§ Task description
Update the data below by replacing every "field-scouting log" with "site survey record", leaving everything else unchanged.
— start of Exercise inputs —
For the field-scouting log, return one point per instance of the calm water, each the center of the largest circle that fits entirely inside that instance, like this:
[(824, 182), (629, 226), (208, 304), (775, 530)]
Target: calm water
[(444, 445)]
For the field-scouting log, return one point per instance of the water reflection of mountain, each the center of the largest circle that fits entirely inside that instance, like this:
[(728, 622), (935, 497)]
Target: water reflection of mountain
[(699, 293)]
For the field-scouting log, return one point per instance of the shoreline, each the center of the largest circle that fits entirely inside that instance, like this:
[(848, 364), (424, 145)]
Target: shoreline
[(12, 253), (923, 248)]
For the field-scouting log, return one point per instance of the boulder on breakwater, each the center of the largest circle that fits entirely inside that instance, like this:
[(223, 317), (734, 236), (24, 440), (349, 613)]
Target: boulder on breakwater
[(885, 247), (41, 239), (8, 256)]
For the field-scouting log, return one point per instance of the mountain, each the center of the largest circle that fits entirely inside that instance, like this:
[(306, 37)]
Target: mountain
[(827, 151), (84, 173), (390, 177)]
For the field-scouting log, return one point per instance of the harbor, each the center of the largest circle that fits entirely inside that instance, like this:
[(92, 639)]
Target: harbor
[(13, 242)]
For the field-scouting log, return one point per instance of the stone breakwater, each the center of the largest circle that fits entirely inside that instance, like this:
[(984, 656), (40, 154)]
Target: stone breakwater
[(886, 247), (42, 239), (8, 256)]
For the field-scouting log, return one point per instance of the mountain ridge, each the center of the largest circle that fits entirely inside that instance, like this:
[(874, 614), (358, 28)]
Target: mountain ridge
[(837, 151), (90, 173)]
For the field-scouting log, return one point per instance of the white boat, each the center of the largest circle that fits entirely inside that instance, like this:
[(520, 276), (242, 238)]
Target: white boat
— end of Exercise inputs —
§ Finished answer
For the site survey record, return one point per instance of the calm water, each the center of the largest circle that fits entirely inside that instance, like this:
[(824, 182), (629, 226), (208, 304), (775, 530)]
Target: calm water
[(444, 445)]
For the site survey record, return one point per instance of the water reflection of mountain, each the center of the largest circle that fits entirely inside that instance, like this:
[(728, 622), (935, 497)]
Target: water reflection of mountain
[(699, 293)]
For the site survey record, return one point per instance of the shoreline, each the center of the largest circle that fits entirely inside that instance, like this:
[(848, 364), (424, 145)]
Target: shoreline
[(12, 253), (923, 248)]
For the site survey record, return one point per instance of the boulder on breakwater, each the center of the largest circle that fits entirely inside that instance, like this:
[(223, 317), (734, 236), (24, 440), (349, 613)]
Target: boulder on breakwater
[(885, 247), (41, 239), (8, 256)]
For the site survey record, return one point per instance of the mountain, each the center of the largest circle that fits entirely inside that instance, like this:
[(306, 37)]
Target: mountain
[(827, 151), (84, 173), (390, 177)]
For the site survey record, return one point per instance of the harbor, each the center of the largest circle that fits entirely inside that instance, like this:
[(92, 639)]
Target: harbor
[(13, 242)]
For the site survey record, return one point per instance of the stone breakwater, each the center of the largest circle that fits entirely inside that instance, like this:
[(984, 656), (40, 154)]
Target: stone breakwater
[(886, 247), (42, 239), (8, 256)]
For the site survey record, return one point per instance of the mountain ridge, each the center of the largest circle that fits entirely inside that instance, like this:
[(874, 614), (358, 28)]
Target: mountain ridge
[(837, 151), (90, 173)]
For the site survey record, return one point per instance of the white boat, each the center of the largest circle that fits entirely inside that instance, like this:
[(520, 276), (242, 238)]
Target: white boat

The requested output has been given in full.